● **Exercise details**: For each line in the records that contains "green", make a copy.

Input data below:

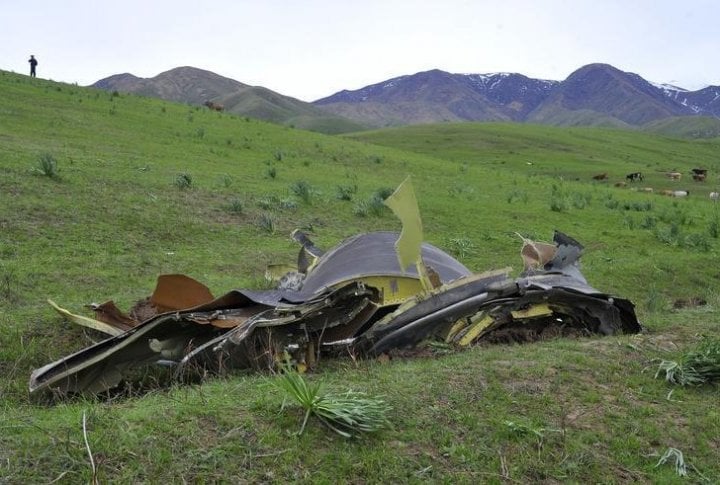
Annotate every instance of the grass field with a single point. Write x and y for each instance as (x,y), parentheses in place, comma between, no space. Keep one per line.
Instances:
(101,192)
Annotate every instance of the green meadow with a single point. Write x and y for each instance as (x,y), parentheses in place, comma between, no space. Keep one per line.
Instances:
(101,192)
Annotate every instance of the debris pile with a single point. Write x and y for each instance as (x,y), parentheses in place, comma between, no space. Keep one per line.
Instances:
(364,296)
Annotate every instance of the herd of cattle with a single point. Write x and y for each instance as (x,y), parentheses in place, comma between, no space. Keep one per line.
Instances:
(698,175)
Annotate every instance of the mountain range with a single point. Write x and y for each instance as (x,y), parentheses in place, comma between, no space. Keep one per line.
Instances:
(595,94)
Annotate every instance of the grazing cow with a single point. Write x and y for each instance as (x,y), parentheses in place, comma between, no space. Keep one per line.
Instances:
(214,106)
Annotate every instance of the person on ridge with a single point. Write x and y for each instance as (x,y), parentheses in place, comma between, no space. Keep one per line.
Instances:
(33,63)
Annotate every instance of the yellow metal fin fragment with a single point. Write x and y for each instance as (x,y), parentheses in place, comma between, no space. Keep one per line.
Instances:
(86,322)
(475,330)
(409,245)
(539,310)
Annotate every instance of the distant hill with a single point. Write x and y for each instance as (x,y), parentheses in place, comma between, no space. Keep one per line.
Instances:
(596,94)
(197,86)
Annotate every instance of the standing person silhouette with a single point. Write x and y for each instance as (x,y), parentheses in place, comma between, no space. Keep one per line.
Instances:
(33,63)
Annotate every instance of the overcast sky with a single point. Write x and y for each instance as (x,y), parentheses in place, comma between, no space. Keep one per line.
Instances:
(310,49)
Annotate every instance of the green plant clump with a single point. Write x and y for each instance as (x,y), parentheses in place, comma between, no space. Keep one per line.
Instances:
(347,414)
(698,366)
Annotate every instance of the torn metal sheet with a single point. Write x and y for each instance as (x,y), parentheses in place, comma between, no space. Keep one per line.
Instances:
(359,297)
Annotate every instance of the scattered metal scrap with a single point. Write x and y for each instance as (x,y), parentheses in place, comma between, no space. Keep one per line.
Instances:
(371,294)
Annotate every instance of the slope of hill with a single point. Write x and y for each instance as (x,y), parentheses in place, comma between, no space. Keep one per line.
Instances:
(596,94)
(696,127)
(440,96)
(197,86)
(602,89)
(101,192)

End of Input data.

● **Your solution**:
Annotate every instance of the green meadow with a single point. Write x and y for each instance as (x,y), parentheses in place, comma between, no space. Keep one per line.
Annotate every instance of the green plant clump with a single point. Write x and y for each instance as (x,y), parentheses in place, comma between, no space. Keep one per line.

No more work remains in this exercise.